* [Zu erledigende Aufgaben]
A. Fassen Sie den Artikel über die Haftentlassung nach 53 Jahren in zwei Sätzen zusammen.
B. Schreiben Sie den Artikel über die Haftentlassung nach 53 Jahren im Anschluss an seinen letzten Satz weiter.

::: Bereitgestellter Auszug

Verurteilter Mainzer kommt nach 53 Jahren aus dem Gefängnis frei

Verurteilter Mainzer kommt nach 53 Jahren aus dem Gefängnis frei

Koblenz, Diez (epd). Nach rekordverdächtigen 53 Jahren im Gefängnis ist der wegen eines Doppelmordes verurteilte Mainzer Klaus Bräunig auf Bewährung aus der Haft entlassen worden. Das Landgericht Koblenz bestätigte am Mittwoch, dass eine entsprechende Entscheidung der Strafvollstreckungskammer rechtskräftig sei. Der mittlerweile 79-Jährige hatte seine lebenslange Haftstrafe zuletzt im offenen Vollzug in der Justizvollzugsanstalt Diez abgesessen. Er bestreitet bis heute, der Mörder einer Mainzer Kinderärztin und ihrer 17-jährigen Tochter gewesen zu sein, die im April 1970 in ihrem Bungalow getötet worden waren.

Der Hilfsarbeiter war nach dem Doppelmord festgenommen worden, als er dabei erwischt wurde, wie er Frauen durch Fenster beim Ausziehen beobachtete. Bei anschließenden Verhören ohne Anwesenheit eines Anwalts gestand er dreimal, er habe die beiden Frauen getötet, widerrief die Geständnisse jedoch im Anschluss wieder. Obwohl es keine weiteren Indizien für Bräunigs Täterschaft oder entsprechende Spuren am Tatort gab, wurde er 1972 wegen zweifachen Mordes zu lebenslanger Haft verurteilt.

::::::
::: Angezeigte Informationen

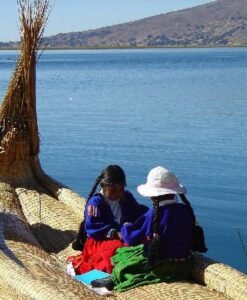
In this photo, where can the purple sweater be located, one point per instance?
(97, 227)
(175, 227)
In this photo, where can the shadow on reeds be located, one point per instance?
(52, 240)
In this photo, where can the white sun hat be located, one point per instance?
(160, 181)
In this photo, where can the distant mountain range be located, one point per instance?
(218, 23)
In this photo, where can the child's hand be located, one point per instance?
(119, 236)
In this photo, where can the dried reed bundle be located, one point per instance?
(39, 216)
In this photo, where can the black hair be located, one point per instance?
(112, 174)
(154, 249)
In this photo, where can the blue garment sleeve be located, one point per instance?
(98, 226)
(137, 232)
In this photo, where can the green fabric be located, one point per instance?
(130, 269)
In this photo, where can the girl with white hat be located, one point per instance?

::::::

* [Ergebnisse der Übung]
A. Der wegen Doppelmordes verurteilte Mainzer Klaus Bräunig ist nach 53 Jahren Haft auf Bewährung entlassen worden, bestreitet aber bis heute, im April 1970 eine Mainzer Kinderärztin und ihre 17-jährige Tochter getötet zu haben. Er war 1972 zu lebenslanger Haft verurteilt worden, obwohl er seine drei in Verhören ohne Anwalt abgelegten Geständnisse widerrufen hatte und es weder weitere Indizien noch Spuren am Tatort gab.

B.
In der Vergangenheit waren verschiedene Anläufe auf vorzeitige Entlassung aus der Haft immer wieder von Gerichten abgelehnt worden - unter anderem, weil Bräunig weiter auf seine Unschuld pochte und somit nach Überzeugung der Richter keine Reue zeigte. Der Fall sorgte in den vergangenen Jahren immer wieder für mediales Interesse, weil in der Geschichte der Bundesrepublik kaum jemand eine derart langwierige Haftstrafe abgesessen hat.

2023 hatte Bräunigs Anwältin Carolin Arnemann schließlich mit einer Beschwerde vor dem Bundesverfassungsgericht Erfolg. Die Ablehnung der Bewährungsanträge sei nicht verhältnismäßig gewesen. Arnemann sagte am Mittwoch dem Evangelischen Pressedienst (epd), sie kämpfe weiter für eine vollständige Rehabilitierung ihres Mandanten: „Diese Bemühungen gehen weiter.“ Die Entlassung auf Bewährung sei unabhängig von einem angestrebten Wiederaufnahmeverfahren erfolgt.